#### [Exercise]
Return every line of the data below that contains the string "outline". Case counts.

+++

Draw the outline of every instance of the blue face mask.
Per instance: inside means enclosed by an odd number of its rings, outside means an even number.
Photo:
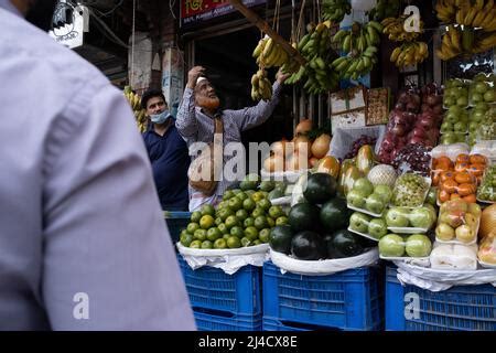
[[[150,115],[150,120],[159,125],[164,124],[169,118],[172,118],[172,115],[169,110],[163,110],[161,114]]]

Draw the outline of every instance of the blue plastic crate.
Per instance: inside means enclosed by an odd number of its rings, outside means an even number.
[[[234,275],[227,275],[222,269],[208,266],[193,270],[181,256],[179,263],[193,309],[261,314],[260,267],[248,265]]]
[[[363,267],[328,276],[287,272],[263,265],[263,317],[339,330],[380,330],[380,268]]]
[[[395,267],[387,268],[386,330],[496,331],[496,288],[492,285],[433,292],[410,285],[402,287],[396,275]],[[419,299],[418,306],[411,295],[406,299],[409,293]]]
[[[180,239],[181,231],[187,227],[191,218],[191,212],[164,211],[163,216],[171,234],[172,243]]]
[[[196,308],[193,311],[198,331],[261,331],[261,314],[245,315]]]

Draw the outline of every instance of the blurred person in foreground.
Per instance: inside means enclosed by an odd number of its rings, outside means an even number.
[[[130,107],[54,7],[0,0],[0,330],[195,330]]]

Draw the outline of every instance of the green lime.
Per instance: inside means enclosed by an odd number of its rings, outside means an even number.
[[[236,225],[239,225],[238,218],[235,215],[228,216],[225,222],[226,226],[230,229]]]
[[[218,216],[219,216],[220,220],[223,220],[223,221],[226,221],[226,218],[227,218],[228,216],[231,216],[231,215],[234,215],[234,212],[233,212],[233,210],[230,210],[229,207],[224,207],[224,208],[220,208],[220,210],[218,211]]]
[[[254,217],[248,217],[242,222],[242,225],[245,226],[245,228],[254,226],[255,225],[255,218]]]
[[[245,232],[242,231],[242,228],[240,226],[234,226],[233,228],[230,228],[230,235],[237,236],[238,238],[242,238],[242,236],[245,235]]]
[[[245,222],[245,220],[246,218],[248,218],[248,212],[246,212],[246,210],[238,210],[237,212],[236,212],[236,217],[239,220],[239,221],[241,221],[241,222]]]
[[[287,216],[280,216],[276,220],[276,225],[283,225],[288,224],[288,217]]]
[[[257,204],[251,199],[246,199],[242,201],[242,208],[245,208],[247,212],[251,212],[255,210]]]
[[[222,237],[223,237],[223,232],[220,232],[217,227],[212,227],[207,231],[207,239],[211,242],[215,242]]]
[[[284,215],[284,211],[282,211],[281,206],[271,206],[269,208],[269,216],[277,220],[280,216]]]
[[[269,211],[269,208],[272,206],[269,200],[262,199],[259,202],[257,202],[257,207],[262,208],[263,211]]]
[[[214,224],[215,224],[215,220],[209,214],[202,216],[202,218],[200,220],[200,226],[203,229],[208,229],[208,228],[213,227]]]
[[[257,218],[258,216],[265,216],[265,215],[266,215],[266,212],[260,207],[257,207],[254,210],[254,212],[251,212],[251,216],[254,218]]]
[[[206,239],[206,231],[205,229],[196,229],[195,233],[193,234],[193,237],[196,240],[205,240]]]
[[[202,247],[202,240],[193,240],[190,243],[190,247],[194,249],[200,249]]]
[[[227,247],[226,239],[218,238],[214,242],[214,249],[225,249]]]
[[[215,208],[213,205],[203,205],[202,208],[200,210],[200,212],[202,212],[202,215],[211,215],[214,216],[215,215]]]
[[[227,238],[226,243],[229,249],[241,247],[241,242],[239,240],[239,238],[233,235]]]
[[[245,193],[245,192],[240,192],[239,194],[236,195],[236,197],[238,197],[241,201],[247,200],[249,196]]]
[[[217,228],[220,231],[222,234],[229,234],[229,228],[224,223],[219,224]]]
[[[262,199],[263,199],[263,194],[261,191],[257,191],[256,193],[254,193],[251,195],[251,200],[254,200],[255,202],[259,202]]]
[[[258,216],[255,218],[255,227],[259,231],[269,227],[269,223],[267,222],[267,217]]]
[[[196,229],[200,229],[200,224],[197,223],[190,223],[186,227],[186,231],[190,234],[194,234]]]
[[[251,242],[258,239],[258,229],[256,227],[247,227],[245,229],[245,237]]]
[[[235,196],[235,193],[233,192],[233,190],[226,190],[226,192],[223,195],[223,201],[227,201],[234,196]]]
[[[195,211],[191,214],[191,222],[198,223],[200,218],[202,218],[202,213],[200,211]]]
[[[250,246],[250,245],[251,245],[251,240],[248,239],[246,236],[244,236],[244,237],[241,238],[241,246],[242,246],[242,247],[247,247],[247,246]]]
[[[180,237],[181,244],[186,247],[188,247],[193,240],[194,240],[194,237],[190,233],[182,234]]]
[[[269,243],[269,238],[270,238],[270,229],[269,228],[263,228],[260,231],[260,233],[258,234],[258,238],[260,239],[260,242],[262,243]]]
[[[229,208],[234,212],[240,210],[242,207],[242,201],[238,197],[229,199]]]

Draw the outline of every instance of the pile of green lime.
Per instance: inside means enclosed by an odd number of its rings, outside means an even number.
[[[288,223],[280,206],[273,206],[267,191],[227,190],[216,208],[204,205],[191,215],[181,232],[183,246],[200,249],[234,249],[269,242],[272,227]]]

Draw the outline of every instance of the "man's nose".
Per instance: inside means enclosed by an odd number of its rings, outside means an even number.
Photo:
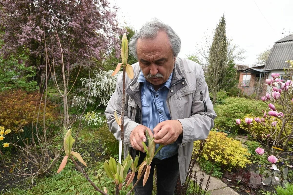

+++

#### [Result]
Draw the outline of every instance of the blue face mask.
Draw the outline of every instance of the blue plastic crate.
Draw the outline of every instance of the blurred person in foreground.
Draw the outline of every instance of the green lime.
Draw the outline of every instance of the pile of green lime.
Draw the outline of every instance of the "man's nose".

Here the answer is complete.